↓↓↓

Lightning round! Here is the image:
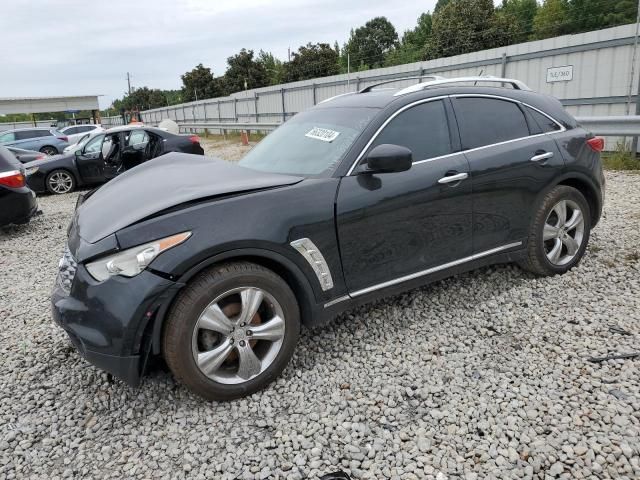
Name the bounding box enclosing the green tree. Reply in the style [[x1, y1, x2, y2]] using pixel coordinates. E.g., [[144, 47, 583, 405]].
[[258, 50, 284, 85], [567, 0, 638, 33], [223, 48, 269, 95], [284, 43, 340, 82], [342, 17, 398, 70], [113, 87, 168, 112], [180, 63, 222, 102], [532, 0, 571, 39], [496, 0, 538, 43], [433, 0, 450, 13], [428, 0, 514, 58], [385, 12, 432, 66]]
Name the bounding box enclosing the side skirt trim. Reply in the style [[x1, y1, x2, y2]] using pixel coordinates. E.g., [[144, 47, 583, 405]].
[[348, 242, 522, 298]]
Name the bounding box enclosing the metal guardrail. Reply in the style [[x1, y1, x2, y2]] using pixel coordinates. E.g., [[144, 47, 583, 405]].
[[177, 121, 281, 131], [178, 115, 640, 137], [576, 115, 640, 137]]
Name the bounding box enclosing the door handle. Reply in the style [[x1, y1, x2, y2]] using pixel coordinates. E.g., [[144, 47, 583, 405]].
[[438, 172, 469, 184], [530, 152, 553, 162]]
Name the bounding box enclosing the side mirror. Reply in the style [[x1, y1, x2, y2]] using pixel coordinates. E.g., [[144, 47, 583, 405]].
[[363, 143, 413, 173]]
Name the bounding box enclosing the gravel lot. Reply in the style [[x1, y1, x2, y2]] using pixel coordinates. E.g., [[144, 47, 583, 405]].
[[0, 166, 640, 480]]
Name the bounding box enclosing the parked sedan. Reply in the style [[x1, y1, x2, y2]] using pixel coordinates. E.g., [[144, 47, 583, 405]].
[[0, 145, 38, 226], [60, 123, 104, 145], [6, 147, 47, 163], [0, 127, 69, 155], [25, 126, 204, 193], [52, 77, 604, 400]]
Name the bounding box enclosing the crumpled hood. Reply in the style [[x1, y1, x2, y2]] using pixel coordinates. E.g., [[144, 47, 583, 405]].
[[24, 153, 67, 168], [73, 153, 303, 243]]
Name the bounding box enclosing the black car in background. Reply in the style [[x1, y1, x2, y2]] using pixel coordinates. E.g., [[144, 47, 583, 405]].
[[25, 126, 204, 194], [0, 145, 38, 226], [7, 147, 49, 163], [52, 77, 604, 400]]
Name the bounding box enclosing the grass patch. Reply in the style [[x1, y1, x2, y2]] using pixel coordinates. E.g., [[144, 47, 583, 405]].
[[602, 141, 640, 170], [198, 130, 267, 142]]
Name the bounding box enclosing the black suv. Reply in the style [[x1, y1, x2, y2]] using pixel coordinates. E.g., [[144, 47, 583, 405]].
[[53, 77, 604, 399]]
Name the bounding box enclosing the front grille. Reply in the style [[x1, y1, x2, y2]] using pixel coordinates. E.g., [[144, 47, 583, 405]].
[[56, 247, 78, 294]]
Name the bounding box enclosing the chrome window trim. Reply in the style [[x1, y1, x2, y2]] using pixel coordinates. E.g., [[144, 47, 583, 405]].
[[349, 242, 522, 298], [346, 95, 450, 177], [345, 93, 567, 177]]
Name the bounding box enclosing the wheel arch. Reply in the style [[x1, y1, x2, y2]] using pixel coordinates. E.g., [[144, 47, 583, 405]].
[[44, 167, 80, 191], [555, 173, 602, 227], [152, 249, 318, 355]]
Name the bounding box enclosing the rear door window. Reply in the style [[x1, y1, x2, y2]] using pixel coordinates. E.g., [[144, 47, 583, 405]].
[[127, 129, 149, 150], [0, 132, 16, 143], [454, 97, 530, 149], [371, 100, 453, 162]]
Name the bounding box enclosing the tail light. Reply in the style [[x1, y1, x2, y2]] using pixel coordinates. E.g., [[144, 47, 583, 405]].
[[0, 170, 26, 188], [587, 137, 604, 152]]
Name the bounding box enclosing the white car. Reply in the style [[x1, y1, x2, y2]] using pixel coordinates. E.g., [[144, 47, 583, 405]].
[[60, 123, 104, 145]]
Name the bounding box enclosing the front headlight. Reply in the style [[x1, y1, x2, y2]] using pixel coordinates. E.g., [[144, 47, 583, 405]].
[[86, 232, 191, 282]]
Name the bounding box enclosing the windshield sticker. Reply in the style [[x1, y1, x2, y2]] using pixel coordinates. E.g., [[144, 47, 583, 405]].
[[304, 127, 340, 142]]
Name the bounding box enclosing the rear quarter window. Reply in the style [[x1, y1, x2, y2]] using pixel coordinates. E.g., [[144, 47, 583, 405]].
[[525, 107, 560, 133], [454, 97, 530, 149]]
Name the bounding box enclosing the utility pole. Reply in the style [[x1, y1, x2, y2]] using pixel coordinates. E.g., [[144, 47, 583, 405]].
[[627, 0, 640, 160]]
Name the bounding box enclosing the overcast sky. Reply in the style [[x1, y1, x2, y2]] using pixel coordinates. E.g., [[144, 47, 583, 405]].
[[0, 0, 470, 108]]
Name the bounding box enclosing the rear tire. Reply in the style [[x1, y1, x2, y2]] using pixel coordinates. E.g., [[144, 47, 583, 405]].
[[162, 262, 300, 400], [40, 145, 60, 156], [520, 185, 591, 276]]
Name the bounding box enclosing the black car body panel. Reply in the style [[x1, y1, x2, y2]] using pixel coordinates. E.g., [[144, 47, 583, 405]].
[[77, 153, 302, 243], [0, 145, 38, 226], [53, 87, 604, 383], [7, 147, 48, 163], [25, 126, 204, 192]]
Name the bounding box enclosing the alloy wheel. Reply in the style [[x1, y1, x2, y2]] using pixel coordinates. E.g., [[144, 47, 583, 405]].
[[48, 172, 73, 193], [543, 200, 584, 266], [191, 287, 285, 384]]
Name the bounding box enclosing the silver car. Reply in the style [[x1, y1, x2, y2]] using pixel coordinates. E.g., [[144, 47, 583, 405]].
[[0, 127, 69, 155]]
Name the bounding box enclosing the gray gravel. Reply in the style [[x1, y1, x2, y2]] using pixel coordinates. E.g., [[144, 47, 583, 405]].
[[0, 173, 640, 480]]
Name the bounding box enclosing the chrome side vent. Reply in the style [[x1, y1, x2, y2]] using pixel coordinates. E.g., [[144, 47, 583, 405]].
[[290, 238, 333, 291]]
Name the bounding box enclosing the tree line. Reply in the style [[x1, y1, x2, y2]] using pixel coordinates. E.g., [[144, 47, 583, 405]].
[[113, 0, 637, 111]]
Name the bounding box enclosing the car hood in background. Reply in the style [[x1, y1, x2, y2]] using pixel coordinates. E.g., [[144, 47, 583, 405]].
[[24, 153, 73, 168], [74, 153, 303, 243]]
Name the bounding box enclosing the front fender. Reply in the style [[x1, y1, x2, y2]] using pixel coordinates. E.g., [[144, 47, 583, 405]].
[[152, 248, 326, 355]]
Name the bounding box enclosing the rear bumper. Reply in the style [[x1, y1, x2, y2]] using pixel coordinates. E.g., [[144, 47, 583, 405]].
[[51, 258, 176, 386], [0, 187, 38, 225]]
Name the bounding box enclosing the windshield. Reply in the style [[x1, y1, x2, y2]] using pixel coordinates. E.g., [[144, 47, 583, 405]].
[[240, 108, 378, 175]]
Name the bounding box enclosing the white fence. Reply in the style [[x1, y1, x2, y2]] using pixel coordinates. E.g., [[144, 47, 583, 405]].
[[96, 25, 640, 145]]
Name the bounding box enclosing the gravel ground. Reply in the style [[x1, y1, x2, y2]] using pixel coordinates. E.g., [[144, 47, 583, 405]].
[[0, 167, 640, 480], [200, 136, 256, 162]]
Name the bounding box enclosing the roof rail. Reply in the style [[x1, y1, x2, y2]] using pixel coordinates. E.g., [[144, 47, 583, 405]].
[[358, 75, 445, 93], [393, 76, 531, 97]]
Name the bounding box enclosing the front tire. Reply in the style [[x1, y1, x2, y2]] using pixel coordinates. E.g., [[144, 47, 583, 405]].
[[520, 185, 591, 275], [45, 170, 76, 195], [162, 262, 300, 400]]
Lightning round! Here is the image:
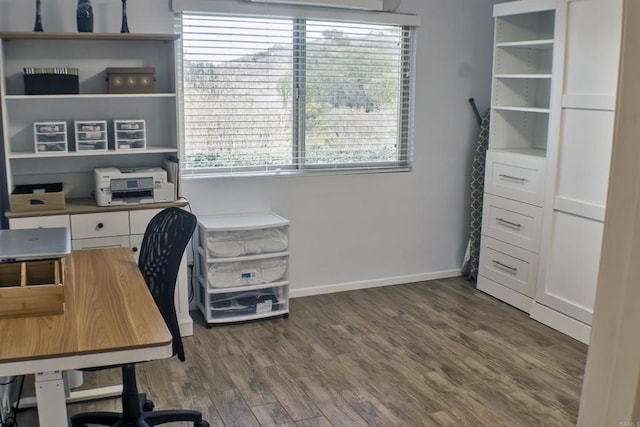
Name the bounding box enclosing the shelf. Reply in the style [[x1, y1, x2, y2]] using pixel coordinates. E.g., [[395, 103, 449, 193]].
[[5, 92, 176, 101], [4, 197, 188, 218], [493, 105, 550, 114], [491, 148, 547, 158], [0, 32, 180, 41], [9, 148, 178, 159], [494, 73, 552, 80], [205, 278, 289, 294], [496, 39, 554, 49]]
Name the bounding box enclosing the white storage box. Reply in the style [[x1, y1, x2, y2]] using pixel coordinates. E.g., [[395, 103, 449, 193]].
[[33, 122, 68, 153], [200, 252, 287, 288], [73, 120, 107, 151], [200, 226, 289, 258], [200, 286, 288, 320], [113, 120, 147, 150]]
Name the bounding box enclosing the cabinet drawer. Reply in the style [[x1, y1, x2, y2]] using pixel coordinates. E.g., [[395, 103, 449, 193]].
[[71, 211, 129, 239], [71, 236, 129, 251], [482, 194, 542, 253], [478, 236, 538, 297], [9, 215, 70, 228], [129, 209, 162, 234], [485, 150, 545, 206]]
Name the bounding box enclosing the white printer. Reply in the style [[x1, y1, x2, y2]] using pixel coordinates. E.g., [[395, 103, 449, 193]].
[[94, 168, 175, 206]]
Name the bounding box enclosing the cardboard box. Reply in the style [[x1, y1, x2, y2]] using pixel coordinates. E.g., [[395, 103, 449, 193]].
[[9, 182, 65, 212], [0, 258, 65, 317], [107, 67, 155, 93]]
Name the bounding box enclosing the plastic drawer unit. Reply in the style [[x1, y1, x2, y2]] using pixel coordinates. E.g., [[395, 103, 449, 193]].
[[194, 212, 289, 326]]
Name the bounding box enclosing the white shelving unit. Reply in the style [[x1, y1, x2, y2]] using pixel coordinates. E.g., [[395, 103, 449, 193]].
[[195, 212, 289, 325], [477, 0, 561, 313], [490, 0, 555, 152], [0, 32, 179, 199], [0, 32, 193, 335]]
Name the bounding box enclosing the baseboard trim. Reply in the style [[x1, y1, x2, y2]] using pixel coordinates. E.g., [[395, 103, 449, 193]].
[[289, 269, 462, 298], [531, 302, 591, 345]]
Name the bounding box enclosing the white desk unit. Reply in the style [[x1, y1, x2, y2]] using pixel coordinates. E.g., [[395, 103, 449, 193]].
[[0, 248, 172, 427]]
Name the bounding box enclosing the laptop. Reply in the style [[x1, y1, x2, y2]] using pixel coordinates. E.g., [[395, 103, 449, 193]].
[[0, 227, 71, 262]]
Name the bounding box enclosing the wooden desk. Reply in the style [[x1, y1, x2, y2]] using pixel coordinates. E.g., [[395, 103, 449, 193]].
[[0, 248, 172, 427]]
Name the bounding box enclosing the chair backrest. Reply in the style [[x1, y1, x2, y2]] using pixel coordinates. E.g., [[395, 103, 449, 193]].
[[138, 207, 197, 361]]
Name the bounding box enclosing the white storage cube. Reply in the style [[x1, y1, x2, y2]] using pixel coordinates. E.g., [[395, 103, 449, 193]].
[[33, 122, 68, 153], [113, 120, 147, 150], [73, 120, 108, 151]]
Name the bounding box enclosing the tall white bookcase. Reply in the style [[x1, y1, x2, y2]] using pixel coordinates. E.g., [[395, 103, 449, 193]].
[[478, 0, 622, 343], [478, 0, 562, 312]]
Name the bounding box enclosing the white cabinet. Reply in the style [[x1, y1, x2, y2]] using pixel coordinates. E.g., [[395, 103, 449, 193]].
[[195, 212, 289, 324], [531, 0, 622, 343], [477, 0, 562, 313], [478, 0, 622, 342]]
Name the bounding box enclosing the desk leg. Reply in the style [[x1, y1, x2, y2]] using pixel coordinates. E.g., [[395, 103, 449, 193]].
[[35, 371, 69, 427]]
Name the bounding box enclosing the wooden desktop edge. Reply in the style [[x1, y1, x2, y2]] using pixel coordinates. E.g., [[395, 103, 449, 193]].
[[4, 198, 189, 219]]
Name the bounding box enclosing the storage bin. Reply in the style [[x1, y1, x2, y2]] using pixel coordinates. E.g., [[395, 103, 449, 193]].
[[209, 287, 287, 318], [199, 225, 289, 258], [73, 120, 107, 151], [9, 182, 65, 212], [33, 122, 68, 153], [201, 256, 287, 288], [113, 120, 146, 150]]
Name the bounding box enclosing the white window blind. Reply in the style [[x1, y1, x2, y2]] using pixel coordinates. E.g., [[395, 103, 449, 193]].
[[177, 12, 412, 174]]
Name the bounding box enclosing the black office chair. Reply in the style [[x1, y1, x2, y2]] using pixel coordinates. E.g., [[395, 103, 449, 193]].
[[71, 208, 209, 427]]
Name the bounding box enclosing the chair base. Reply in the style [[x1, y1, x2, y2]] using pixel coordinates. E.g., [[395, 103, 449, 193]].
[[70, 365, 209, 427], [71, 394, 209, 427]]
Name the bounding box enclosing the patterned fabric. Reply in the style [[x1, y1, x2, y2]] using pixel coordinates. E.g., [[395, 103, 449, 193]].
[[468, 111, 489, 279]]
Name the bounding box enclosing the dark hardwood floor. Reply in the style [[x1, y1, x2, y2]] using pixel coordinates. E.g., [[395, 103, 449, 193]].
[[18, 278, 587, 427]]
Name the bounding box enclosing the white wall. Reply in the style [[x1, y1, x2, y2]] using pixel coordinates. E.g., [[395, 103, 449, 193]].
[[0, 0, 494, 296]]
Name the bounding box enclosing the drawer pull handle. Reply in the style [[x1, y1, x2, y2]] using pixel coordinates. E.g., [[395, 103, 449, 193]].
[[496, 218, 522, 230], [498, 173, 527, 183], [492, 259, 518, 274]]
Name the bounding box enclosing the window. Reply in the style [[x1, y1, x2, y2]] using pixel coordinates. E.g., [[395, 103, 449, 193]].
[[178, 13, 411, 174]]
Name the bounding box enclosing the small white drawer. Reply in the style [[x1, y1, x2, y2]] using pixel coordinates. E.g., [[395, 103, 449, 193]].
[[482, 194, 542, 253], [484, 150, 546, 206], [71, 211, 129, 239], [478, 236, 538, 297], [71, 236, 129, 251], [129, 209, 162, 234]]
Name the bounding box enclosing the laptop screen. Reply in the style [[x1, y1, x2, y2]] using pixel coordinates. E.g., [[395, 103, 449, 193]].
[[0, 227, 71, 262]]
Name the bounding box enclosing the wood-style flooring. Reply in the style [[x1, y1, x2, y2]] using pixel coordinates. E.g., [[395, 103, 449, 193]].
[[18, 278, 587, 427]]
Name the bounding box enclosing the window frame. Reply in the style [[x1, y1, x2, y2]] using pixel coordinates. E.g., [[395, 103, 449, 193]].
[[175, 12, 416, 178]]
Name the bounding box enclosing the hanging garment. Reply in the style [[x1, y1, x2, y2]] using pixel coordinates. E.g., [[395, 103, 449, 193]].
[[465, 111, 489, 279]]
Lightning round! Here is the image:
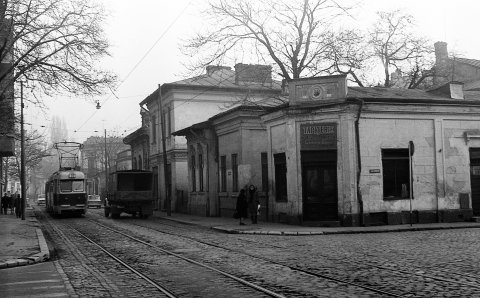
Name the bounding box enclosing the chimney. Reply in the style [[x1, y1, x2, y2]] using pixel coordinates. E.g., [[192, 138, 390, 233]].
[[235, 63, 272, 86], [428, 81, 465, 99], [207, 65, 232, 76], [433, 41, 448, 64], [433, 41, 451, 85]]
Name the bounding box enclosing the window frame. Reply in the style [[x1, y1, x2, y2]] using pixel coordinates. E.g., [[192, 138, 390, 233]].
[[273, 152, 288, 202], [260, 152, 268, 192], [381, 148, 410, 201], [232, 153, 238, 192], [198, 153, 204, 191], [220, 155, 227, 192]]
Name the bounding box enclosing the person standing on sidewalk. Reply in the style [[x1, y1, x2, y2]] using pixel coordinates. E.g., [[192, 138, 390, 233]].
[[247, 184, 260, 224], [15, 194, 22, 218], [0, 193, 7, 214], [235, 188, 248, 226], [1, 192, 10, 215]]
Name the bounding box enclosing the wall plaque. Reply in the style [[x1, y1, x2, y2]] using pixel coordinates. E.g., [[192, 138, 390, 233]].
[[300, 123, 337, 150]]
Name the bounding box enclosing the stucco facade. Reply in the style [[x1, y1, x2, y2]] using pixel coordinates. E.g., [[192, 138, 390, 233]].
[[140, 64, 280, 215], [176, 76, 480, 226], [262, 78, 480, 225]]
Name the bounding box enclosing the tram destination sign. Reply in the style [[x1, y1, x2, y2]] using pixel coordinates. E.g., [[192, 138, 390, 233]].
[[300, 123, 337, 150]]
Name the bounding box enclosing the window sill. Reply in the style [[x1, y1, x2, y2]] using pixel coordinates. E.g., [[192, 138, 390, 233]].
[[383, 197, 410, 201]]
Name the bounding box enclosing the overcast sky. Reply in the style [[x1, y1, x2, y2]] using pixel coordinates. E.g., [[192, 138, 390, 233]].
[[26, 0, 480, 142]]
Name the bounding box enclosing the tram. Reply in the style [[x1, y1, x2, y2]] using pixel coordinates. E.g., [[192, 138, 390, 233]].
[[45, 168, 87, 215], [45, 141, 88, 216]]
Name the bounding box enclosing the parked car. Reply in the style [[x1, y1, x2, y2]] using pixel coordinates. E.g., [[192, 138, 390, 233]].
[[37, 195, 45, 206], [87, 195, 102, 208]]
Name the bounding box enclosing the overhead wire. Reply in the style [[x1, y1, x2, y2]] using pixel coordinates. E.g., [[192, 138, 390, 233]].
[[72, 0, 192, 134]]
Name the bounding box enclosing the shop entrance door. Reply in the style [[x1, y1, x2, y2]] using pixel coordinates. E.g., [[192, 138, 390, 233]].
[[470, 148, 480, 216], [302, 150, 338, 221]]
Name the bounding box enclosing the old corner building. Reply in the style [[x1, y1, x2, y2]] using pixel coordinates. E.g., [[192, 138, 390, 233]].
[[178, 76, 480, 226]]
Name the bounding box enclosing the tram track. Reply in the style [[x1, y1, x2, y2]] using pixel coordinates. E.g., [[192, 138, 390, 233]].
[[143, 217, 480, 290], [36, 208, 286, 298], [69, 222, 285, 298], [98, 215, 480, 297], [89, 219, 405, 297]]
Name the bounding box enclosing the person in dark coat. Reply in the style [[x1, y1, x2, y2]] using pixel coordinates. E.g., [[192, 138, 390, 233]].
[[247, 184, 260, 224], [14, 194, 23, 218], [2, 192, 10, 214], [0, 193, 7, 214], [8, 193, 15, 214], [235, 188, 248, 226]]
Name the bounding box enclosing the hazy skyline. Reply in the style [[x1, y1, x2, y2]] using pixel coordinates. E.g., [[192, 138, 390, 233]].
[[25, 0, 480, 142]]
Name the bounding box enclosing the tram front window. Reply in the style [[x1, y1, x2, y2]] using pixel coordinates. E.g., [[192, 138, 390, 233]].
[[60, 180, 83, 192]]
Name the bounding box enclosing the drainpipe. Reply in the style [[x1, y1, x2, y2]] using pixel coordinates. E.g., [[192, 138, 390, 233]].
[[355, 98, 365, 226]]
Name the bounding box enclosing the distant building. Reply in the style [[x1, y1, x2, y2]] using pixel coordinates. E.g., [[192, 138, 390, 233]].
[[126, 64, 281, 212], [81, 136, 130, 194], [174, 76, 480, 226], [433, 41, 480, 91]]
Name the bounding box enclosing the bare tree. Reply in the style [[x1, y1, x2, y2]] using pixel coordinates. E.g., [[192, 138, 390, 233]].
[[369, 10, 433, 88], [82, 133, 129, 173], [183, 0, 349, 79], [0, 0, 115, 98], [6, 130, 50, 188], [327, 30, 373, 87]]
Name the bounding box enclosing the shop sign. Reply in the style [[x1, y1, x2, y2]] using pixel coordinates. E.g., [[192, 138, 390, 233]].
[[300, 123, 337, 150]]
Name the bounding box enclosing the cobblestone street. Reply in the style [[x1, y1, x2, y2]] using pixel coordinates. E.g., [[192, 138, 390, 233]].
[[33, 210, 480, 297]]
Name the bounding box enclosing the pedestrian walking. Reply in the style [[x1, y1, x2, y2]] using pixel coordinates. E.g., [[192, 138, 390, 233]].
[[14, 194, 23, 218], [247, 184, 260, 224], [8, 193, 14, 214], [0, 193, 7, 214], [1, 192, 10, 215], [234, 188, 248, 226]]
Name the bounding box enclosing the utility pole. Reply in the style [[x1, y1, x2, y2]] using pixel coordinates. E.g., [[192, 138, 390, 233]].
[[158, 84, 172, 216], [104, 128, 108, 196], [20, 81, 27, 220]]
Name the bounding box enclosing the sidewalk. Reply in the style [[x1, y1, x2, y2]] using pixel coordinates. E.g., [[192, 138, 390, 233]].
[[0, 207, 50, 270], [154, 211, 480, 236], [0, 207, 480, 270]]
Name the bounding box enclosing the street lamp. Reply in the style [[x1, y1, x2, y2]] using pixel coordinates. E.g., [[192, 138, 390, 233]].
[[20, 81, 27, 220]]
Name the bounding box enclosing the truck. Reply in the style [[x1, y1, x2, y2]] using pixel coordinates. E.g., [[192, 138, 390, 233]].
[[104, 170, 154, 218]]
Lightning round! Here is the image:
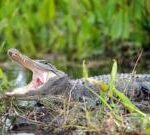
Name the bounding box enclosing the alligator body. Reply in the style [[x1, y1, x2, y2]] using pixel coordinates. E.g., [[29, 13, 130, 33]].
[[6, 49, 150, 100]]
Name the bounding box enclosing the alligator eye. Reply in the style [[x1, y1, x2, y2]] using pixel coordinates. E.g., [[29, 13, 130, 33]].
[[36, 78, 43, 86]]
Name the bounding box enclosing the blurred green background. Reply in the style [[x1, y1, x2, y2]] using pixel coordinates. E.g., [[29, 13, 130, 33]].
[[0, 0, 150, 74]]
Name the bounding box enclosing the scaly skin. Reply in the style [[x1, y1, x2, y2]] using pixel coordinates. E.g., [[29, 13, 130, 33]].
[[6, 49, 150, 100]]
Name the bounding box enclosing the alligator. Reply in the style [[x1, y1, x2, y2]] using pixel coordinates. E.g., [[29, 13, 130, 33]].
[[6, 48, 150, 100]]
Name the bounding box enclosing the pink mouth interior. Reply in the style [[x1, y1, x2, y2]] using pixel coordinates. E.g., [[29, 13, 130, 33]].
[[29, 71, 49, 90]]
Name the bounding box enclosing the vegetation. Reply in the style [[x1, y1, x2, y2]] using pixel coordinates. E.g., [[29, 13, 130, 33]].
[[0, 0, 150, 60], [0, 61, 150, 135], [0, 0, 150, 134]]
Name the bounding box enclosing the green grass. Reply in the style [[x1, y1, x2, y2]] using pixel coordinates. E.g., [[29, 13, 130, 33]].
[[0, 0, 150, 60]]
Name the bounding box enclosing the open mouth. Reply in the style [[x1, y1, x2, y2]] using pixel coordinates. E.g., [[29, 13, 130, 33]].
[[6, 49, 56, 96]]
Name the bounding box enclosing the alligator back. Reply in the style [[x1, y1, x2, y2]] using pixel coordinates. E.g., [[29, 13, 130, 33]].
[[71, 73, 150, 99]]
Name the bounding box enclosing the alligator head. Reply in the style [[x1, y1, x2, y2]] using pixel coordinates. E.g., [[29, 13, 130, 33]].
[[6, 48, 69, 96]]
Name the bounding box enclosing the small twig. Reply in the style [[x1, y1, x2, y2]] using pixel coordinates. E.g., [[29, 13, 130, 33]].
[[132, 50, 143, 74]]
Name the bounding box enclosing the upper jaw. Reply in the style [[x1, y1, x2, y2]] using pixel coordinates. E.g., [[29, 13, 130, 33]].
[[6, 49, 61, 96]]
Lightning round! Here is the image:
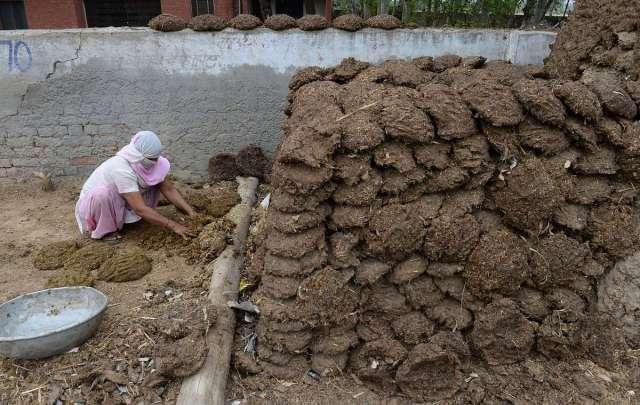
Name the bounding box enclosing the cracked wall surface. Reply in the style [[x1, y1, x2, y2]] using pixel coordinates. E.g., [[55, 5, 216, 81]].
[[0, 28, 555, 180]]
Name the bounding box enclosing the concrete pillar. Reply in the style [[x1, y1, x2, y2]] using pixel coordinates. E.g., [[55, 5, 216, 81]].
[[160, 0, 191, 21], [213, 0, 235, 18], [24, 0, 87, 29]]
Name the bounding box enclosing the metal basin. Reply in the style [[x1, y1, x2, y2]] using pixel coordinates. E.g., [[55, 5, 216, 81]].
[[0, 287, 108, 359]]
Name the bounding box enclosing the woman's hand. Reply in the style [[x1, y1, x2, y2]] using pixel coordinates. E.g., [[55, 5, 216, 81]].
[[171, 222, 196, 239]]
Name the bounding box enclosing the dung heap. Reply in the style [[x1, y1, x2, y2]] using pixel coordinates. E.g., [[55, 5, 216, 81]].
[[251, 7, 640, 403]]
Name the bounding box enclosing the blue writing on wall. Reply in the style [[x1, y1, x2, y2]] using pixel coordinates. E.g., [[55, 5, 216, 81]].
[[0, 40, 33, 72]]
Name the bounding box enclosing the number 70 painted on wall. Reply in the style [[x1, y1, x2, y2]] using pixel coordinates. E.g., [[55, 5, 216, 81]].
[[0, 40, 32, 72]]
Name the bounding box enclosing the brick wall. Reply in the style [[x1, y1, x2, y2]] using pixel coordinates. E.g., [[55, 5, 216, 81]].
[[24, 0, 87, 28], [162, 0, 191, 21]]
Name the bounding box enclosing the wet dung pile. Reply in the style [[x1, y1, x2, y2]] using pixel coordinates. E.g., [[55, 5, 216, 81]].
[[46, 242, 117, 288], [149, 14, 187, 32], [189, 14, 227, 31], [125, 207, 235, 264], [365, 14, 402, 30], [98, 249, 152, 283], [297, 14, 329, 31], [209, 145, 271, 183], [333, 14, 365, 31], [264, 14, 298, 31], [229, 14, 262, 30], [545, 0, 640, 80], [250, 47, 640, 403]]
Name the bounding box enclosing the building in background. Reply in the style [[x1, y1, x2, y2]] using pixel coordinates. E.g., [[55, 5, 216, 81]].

↑↑↑

**Task statement**. Edit the records starting at the line that contains "Name the bounding box enclosing the roof" and ending at the line that contains "[[94, 168, 175, 206]]", replacing "white printer" with "laser printer" and keeping everything else the same. Give only those lines, and leave the pictures out of your answer.

**Exercise response**.
Name the bounding box enclosing the roof rail. Reply in the style [[x1, y1, x2, y2]] using pixel coordinates. E.g., [[144, 47, 583, 405]].
[[358, 75, 445, 93], [393, 76, 531, 97]]
Name the bounding box enclosing the front tire. Reply in the style [[x1, y1, x2, y2]] using pixel coordinates. E.g., [[144, 47, 583, 405]].
[[520, 185, 591, 275], [45, 170, 76, 195], [162, 262, 300, 400]]
Lightning round! Here is the image:
Name the bounding box enclosing the shelf. Reply in the style [[x1, y1, x2, y2]] using pixel coordinates. E.g., [[395, 103, 449, 193]].
[[5, 92, 176, 101], [4, 197, 188, 218], [493, 105, 550, 114], [491, 148, 547, 158], [0, 32, 180, 41], [9, 148, 178, 159], [494, 73, 552, 80], [205, 278, 289, 294], [496, 39, 554, 49]]
Name the bounding box enclosing the white storage box. Reply in the style [[x1, y1, x2, y2]] using pixel coordinates. E.g., [[395, 103, 449, 193]].
[[33, 122, 68, 153], [200, 252, 287, 288], [73, 120, 107, 151], [200, 226, 289, 258], [200, 286, 288, 320], [113, 120, 147, 150]]
Name the bounding box enclosing the cabinet drawer. Reply in the style [[x1, y1, x2, y2]] using pixel coordinates. E.g., [[395, 103, 449, 193]].
[[71, 211, 129, 239], [71, 236, 129, 251], [482, 194, 542, 253], [478, 236, 538, 297], [9, 215, 70, 228], [129, 209, 162, 234], [485, 150, 545, 206]]
Name the bounding box enclosing the laser printer. Reply in the style [[x1, y1, x2, y2]] using pixel coordinates. E.g., [[395, 103, 449, 193]].
[[94, 168, 175, 206]]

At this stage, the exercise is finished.